→ Excerpt provided:
Methods are functions that just happen to have a special binding to a particular type of object. Different object systems define them in different ways, but that core is always the same. When code calls a method, that method “knows” which object it belongs to, even though it was (usually) defined generically.

Python and object-oriented C libraries like GTK+ make this explicit: every method takes an object as its first parameter. JavaScript takes a different tack, adding methods to the prototype object. Most every other case where methods exist, they’re implicitly made such by their definitions. C++, C#, and Java, for instance, simply let you define functions inside the class, and those are the methods for objects of that class. When they’re called, they receive a “hidden” parameter, a reference to the object they’re called on: this.

As functions can contain arbitrary code, we can’t exactly put them in memory with the fields. One, it kills caching, because you might have kilobytes of method code in between fields. Two, some operating systems have protection systems in place to prevent code and data from intermingling, for very good security reasons.

Instead of having the code and data together, we must separate them. But that’s fine. They don’t need to be mixed in together anyway. However methods are defined, they’ll always have some sort of connection to an object—a pointer or reference, in low-level terms—and they can use that to access its fields. Conversely, the structure of an object can contain function pointers that refer to its methods.


We don’t really start getting into object-oriented programming until we add in inheritance. Coincidentally, here’s where the internals start to become more and more complex. Simple single inheritance lets an object take on parts of a parent object. It can use the parent’s methods as if they were its own, as well as some of the fields. Multiple inheritance is the same thing, but with more than one parent; it can get quite hairy, so most common languages don’t allow it.

The methods don’t really care whether they’re operating on a base or derived class, a parent or a child. For static languages, this is because of the way objects using inheritance are laid out in memory. Broadly speaking, the parent object’s fields come first, and those are followed by the child’s fields. As you go further down the inheritance chain, this means you can always backtrack to the root object. Just by doing that, we get a few things for free. A pointer to an object is the same as a pointer to its parent, for example. (GTK+ makes this explicit: objects are structs, and a child object simply lists its parent as its first field. Standard C memory access does the rest. Problem is, you have to use pointers for this to work, otherwise you get slicing, a mistake every C++ programmer knows all too well.)

→ What is needed:
Write the next part of the article on object internals, starting after its last sentence. The lines that come next have nothing to do with the article on object internals.

→ Entries supplied:
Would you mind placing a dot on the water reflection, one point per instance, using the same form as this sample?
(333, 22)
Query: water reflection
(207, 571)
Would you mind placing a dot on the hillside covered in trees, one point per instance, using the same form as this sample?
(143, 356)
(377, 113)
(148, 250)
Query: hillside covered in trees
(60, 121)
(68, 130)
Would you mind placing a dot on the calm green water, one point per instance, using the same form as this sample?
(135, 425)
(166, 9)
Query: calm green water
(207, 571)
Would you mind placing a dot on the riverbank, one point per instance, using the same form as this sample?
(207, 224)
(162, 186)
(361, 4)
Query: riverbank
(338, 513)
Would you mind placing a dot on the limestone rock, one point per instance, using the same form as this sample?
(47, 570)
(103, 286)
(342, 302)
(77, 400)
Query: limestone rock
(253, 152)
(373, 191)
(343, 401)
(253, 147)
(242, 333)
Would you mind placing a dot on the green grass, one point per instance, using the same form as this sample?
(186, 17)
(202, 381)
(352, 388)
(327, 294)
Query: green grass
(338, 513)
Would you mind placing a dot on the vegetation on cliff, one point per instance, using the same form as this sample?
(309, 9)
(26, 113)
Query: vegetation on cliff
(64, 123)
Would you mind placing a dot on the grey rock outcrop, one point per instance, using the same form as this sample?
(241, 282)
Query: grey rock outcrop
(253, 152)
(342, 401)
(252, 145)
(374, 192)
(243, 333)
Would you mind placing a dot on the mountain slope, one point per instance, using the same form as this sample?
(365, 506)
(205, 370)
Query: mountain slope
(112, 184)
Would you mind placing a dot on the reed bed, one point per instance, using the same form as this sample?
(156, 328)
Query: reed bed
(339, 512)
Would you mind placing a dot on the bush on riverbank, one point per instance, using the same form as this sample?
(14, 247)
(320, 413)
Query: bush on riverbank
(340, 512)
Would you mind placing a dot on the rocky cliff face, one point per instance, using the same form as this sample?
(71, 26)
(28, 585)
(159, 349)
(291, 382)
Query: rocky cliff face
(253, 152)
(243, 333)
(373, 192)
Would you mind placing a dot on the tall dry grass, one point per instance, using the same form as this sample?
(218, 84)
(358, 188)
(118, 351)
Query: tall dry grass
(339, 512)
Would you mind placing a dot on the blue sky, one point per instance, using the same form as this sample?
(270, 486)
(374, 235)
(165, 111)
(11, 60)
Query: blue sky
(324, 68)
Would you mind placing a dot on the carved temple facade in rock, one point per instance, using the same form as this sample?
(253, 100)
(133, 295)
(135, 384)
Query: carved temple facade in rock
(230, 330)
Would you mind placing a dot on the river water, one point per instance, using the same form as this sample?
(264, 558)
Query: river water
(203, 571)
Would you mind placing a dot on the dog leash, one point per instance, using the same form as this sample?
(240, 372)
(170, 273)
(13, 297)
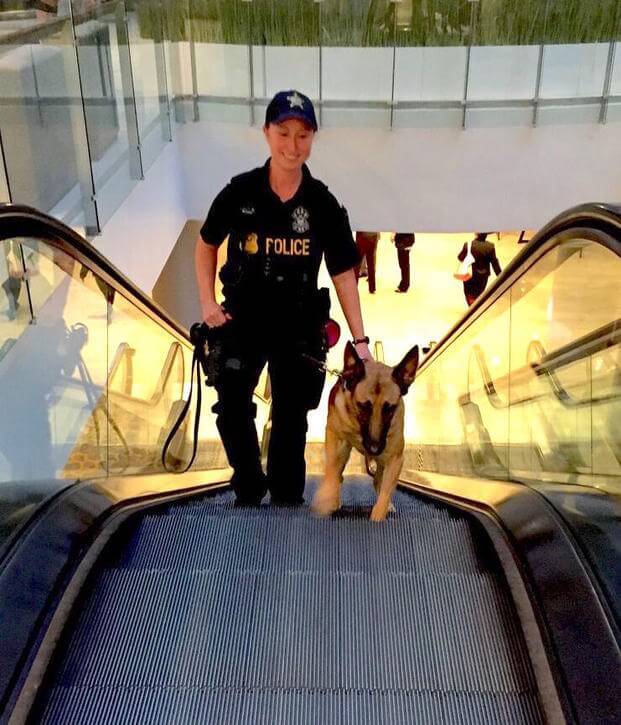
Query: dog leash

→ Response:
Dynamic languages don’t get this benefit, but they all but emulate it. Objects might have a hidden field pointing to the parent object, or they may just copy the parent’s map of names and values into their own as their first act. The latter means extra metadata to keep track of which fields were defined where, but the former is slower for every access of an inherited field. It’s a classic size/speed tradeoff; most languages opt for the faster, but slightly more bloated, map-mixing approach.

For multiple inheritance, well, it’s a lot harder. In dynamic languages, it’s not quite as crazy, but the order of inheritance can make a difference. As an example, take a class C that inherits from classes D and E. If both of those have a field named foo, there’s a problem. C can’t have two foos, but the different base classes might use theirs in different ways. (The only modern static language I know that allows multiple inheritance is C++, and I don’t want to try to explain the memory scheme it uses. I’ll leave that to you to find out.)


What makes object-oriented programming truly object-oriented is polymorphism. Child classes are allowed to effectively redefine the methods they inherit from their parents, customizing them, but the caller neither knows nor cares about this fact. This is used for abstraction, and it’s not immediately obvious how they do it.

Dynamic languages have a map for their methods, as they do for fields. For them, polymorphism is as easy as changing an entry in the map to refer to a different function…if that’s the way they choose to do it. Another option is only keeping track of the methods directly defined by this object, referring access to all others to the parent class, who might pass it up another level, and so on. For a language using single inheritance, this is linear, and not too bad. With multiple inheritance, method resolution becomes a tree walk, and it can get quite intensive.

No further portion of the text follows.